--- start Supplied information ---

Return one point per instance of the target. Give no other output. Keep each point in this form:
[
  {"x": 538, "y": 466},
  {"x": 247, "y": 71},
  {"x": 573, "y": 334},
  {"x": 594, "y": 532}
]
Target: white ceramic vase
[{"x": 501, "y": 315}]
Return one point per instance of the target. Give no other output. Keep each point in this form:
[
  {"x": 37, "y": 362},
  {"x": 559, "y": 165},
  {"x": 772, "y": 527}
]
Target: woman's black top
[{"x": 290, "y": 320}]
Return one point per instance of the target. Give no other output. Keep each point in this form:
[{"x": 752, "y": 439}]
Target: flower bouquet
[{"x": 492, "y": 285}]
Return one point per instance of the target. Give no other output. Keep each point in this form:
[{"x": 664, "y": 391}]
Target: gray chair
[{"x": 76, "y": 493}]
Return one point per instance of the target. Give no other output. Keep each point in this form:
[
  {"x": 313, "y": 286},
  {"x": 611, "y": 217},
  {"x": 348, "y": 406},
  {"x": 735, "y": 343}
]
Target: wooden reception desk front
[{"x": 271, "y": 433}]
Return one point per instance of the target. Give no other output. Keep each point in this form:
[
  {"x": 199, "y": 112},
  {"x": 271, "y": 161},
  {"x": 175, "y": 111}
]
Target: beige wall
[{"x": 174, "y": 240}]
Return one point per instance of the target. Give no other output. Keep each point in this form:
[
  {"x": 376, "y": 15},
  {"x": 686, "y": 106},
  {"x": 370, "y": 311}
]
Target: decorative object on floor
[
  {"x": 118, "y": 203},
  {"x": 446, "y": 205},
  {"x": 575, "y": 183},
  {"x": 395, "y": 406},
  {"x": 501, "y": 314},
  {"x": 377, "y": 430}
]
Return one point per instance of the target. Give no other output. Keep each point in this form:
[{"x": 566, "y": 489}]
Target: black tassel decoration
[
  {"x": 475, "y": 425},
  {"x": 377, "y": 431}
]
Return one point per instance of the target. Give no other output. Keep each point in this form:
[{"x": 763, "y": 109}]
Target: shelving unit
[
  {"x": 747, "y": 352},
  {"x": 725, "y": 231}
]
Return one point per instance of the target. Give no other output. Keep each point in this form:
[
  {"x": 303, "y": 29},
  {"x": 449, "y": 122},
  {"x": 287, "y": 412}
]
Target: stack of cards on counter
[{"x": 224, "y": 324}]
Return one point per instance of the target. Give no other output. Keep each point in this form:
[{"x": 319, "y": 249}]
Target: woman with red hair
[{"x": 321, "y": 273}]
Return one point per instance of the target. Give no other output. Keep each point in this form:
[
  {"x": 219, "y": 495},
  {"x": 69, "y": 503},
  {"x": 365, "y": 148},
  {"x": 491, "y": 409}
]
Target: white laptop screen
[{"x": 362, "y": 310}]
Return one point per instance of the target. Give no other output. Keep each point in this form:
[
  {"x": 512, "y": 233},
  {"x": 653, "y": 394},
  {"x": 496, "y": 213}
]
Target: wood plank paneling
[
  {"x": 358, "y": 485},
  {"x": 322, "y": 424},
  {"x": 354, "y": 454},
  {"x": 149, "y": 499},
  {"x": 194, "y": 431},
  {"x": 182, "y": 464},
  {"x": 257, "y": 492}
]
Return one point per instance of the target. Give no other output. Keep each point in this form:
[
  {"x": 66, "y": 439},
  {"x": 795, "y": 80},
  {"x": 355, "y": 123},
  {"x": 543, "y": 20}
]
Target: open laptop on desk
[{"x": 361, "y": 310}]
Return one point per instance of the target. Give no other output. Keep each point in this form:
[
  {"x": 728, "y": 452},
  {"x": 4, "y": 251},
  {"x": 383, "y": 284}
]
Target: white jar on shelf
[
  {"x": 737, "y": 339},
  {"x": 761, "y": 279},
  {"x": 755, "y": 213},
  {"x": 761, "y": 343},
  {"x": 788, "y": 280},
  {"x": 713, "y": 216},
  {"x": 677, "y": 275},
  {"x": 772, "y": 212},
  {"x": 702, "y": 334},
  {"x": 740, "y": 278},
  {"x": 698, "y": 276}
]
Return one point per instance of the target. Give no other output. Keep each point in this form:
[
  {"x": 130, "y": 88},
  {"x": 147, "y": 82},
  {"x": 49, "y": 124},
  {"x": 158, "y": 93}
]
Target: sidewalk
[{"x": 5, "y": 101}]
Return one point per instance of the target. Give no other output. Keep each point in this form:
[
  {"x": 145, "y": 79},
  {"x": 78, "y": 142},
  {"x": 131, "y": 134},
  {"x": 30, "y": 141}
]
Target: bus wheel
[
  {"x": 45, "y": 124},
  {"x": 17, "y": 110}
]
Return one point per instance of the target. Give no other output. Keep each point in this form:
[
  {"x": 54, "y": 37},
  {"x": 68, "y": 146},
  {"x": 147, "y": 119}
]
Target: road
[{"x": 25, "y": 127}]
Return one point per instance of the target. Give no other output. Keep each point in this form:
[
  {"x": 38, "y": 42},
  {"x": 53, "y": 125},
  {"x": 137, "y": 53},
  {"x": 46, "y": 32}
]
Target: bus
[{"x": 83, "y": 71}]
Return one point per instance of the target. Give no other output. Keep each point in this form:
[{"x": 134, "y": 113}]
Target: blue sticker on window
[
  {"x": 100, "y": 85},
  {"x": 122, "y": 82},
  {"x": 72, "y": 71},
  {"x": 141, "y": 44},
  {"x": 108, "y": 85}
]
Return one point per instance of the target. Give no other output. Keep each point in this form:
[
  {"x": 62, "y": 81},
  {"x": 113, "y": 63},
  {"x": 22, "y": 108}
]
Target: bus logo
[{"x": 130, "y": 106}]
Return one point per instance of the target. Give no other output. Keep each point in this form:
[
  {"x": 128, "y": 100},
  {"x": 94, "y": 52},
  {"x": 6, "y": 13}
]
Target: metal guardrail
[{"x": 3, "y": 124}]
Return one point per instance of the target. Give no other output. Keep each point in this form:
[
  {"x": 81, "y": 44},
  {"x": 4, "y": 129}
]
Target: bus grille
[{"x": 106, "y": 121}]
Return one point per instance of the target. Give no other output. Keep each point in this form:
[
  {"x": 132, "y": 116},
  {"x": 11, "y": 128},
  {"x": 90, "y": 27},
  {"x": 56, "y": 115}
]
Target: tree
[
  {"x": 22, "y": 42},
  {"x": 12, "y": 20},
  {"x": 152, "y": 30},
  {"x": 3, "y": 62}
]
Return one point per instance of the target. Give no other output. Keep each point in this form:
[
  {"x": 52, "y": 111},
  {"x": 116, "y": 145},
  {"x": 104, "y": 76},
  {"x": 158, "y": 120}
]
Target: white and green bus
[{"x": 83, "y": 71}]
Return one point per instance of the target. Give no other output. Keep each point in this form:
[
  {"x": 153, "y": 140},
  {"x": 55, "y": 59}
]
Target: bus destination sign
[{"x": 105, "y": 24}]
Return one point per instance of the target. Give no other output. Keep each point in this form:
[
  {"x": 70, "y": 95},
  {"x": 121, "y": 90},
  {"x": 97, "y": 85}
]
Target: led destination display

--- end Supplied information ---

Using the data above, print every record exactly as shown.

Return one point per instance of the target. Give no other output. Keep each point in this form:
[
  {"x": 538, "y": 466},
  {"x": 247, "y": 71},
  {"x": 573, "y": 334},
  {"x": 594, "y": 532}
]
Target: white ceramic vase
[{"x": 501, "y": 315}]
Return one point per instance of the target. Give no other output. Keep each point in this form:
[
  {"x": 37, "y": 362},
  {"x": 559, "y": 165},
  {"x": 772, "y": 527}
]
Target: woman's black top
[{"x": 290, "y": 320}]
Return one point per instance of the target. Give no other output. Keep each point in this form:
[{"x": 752, "y": 439}]
Target: flower bouquet
[{"x": 492, "y": 285}]
Return one point per instance of the target. Give no other output. Keep each point in this form:
[{"x": 664, "y": 391}]
Target: gray chair
[{"x": 76, "y": 493}]
Return one point per instance of the target. Give no other output. Keep each point in this form:
[
  {"x": 313, "y": 286},
  {"x": 611, "y": 217},
  {"x": 348, "y": 406},
  {"x": 735, "y": 343}
]
Target: wooden reception desk front
[{"x": 271, "y": 433}]
Return one point per instance of the target. Give no other output. Keep each point in this form:
[
  {"x": 199, "y": 112},
  {"x": 271, "y": 161},
  {"x": 175, "y": 111}
]
Target: beige wall
[{"x": 174, "y": 240}]
Return one point per instance of the target. Give no other output. Keep each point in this form:
[
  {"x": 376, "y": 15},
  {"x": 686, "y": 106},
  {"x": 370, "y": 311}
]
Target: decorative object on floor
[
  {"x": 118, "y": 203},
  {"x": 446, "y": 205},
  {"x": 575, "y": 183},
  {"x": 395, "y": 406},
  {"x": 501, "y": 314},
  {"x": 377, "y": 430}
]
Return one point per instance of the target. Give no other output. Keep each point in this form:
[{"x": 566, "y": 489}]
Target: black tassel decoration
[
  {"x": 475, "y": 425},
  {"x": 377, "y": 431}
]
Return one point per instance of the target. Give no other output. Keep each point in this form:
[{"x": 763, "y": 109}]
Target: shelving unit
[
  {"x": 747, "y": 352},
  {"x": 725, "y": 231}
]
Return one point per instance of the target. Give no other output. Keep each point in this form:
[
  {"x": 303, "y": 29},
  {"x": 449, "y": 122},
  {"x": 287, "y": 412}
]
Target: stack of cards on counter
[{"x": 224, "y": 324}]
Return one point per instance of the target. Give no other output. Keep each point in this form:
[{"x": 319, "y": 249}]
Target: woman with red hair
[{"x": 321, "y": 273}]
Return one point per instance of the target. Give no other output. Keep each point in this form:
[
  {"x": 219, "y": 495},
  {"x": 69, "y": 503},
  {"x": 365, "y": 148},
  {"x": 491, "y": 409}
]
Target: white laptop screen
[{"x": 362, "y": 310}]
Return one point per instance of the target. Give no other output. Keep each point in this form:
[
  {"x": 512, "y": 233},
  {"x": 653, "y": 394},
  {"x": 496, "y": 213}
]
Target: wood plank paneling
[
  {"x": 358, "y": 485},
  {"x": 322, "y": 424},
  {"x": 354, "y": 454},
  {"x": 149, "y": 499},
  {"x": 194, "y": 431},
  {"x": 182, "y": 464},
  {"x": 257, "y": 492}
]
Return one point per instance of the target. Give no other output. Keep each point in this form:
[
  {"x": 66, "y": 439},
  {"x": 795, "y": 80},
  {"x": 355, "y": 123},
  {"x": 543, "y": 20}
]
Target: open laptop on desk
[{"x": 361, "y": 310}]
Return one point per instance of the target. Give no other output. Keep each point in this form:
[
  {"x": 728, "y": 452},
  {"x": 4, "y": 251},
  {"x": 383, "y": 284}
]
Target: white jar on shelf
[
  {"x": 737, "y": 339},
  {"x": 761, "y": 279},
  {"x": 755, "y": 213},
  {"x": 761, "y": 343},
  {"x": 788, "y": 280},
  {"x": 713, "y": 216},
  {"x": 677, "y": 275},
  {"x": 772, "y": 212},
  {"x": 702, "y": 334},
  {"x": 740, "y": 278},
  {"x": 698, "y": 276}
]
Return one point per instance of the target. Give no other output. Keep each point in this form:
[
  {"x": 130, "y": 88},
  {"x": 147, "y": 82},
  {"x": 49, "y": 124},
  {"x": 158, "y": 93}
]
Target: sidewalk
[{"x": 5, "y": 101}]
Return one point per instance of the target. Give no other output. Keep each point in this form:
[
  {"x": 145, "y": 79},
  {"x": 78, "y": 142},
  {"x": 131, "y": 134},
  {"x": 30, "y": 141}
]
Target: bus wheel
[
  {"x": 45, "y": 124},
  {"x": 17, "y": 110}
]
Return one point per instance of the target. Give no other output. Keep each point in this form:
[
  {"x": 54, "y": 37},
  {"x": 68, "y": 146},
  {"x": 147, "y": 119}
]
Target: road
[{"x": 25, "y": 127}]
Return one point per instance of the target. Give no other output. Keep each point in this form:
[
  {"x": 38, "y": 42},
  {"x": 53, "y": 125},
  {"x": 137, "y": 53},
  {"x": 46, "y": 32}
]
Target: bus
[{"x": 83, "y": 71}]
Return one point per instance of the target. Give no other output. Keep each point in this form:
[{"x": 134, "y": 113}]
Target: blue sticker on window
[
  {"x": 100, "y": 85},
  {"x": 122, "y": 82},
  {"x": 72, "y": 71},
  {"x": 141, "y": 44},
  {"x": 108, "y": 85}
]
Return one point per instance of the target. Give no other output. Keep each point in this form:
[
  {"x": 62, "y": 81},
  {"x": 113, "y": 63},
  {"x": 22, "y": 108}
]
Target: bus logo
[{"x": 130, "y": 106}]
Return one point per instance of the target. Give no other output. Keep each point in this form:
[
  {"x": 128, "y": 100},
  {"x": 94, "y": 52},
  {"x": 6, "y": 13}
]
Target: metal guardrail
[{"x": 3, "y": 124}]
Return one point per instance of the target. Give no other output. Keep each point in this form:
[
  {"x": 81, "y": 44},
  {"x": 4, "y": 129}
]
Target: bus grille
[{"x": 106, "y": 121}]
Return one point per instance of the target. Give no other output. Keep each point in this form:
[
  {"x": 132, "y": 116},
  {"x": 11, "y": 128},
  {"x": 90, "y": 27},
  {"x": 56, "y": 115}
]
Target: tree
[
  {"x": 22, "y": 42},
  {"x": 12, "y": 20},
  {"x": 152, "y": 30},
  {"x": 3, "y": 62}
]
Return one point per instance of the target. Give no other output. Keep each point in this form:
[
  {"x": 52, "y": 111},
  {"x": 116, "y": 145},
  {"x": 104, "y": 76},
  {"x": 158, "y": 120}
]
Target: white and green bus
[{"x": 83, "y": 71}]
Return one point per instance of the target. Give no other output. Keep each point in this form:
[
  {"x": 153, "y": 140},
  {"x": 55, "y": 59}
]
Target: bus destination sign
[{"x": 105, "y": 24}]
Return one point per instance of the target. Give no other output. Keep each point in this form:
[
  {"x": 70, "y": 95},
  {"x": 121, "y": 90},
  {"x": 97, "y": 85}
]
Target: led destination display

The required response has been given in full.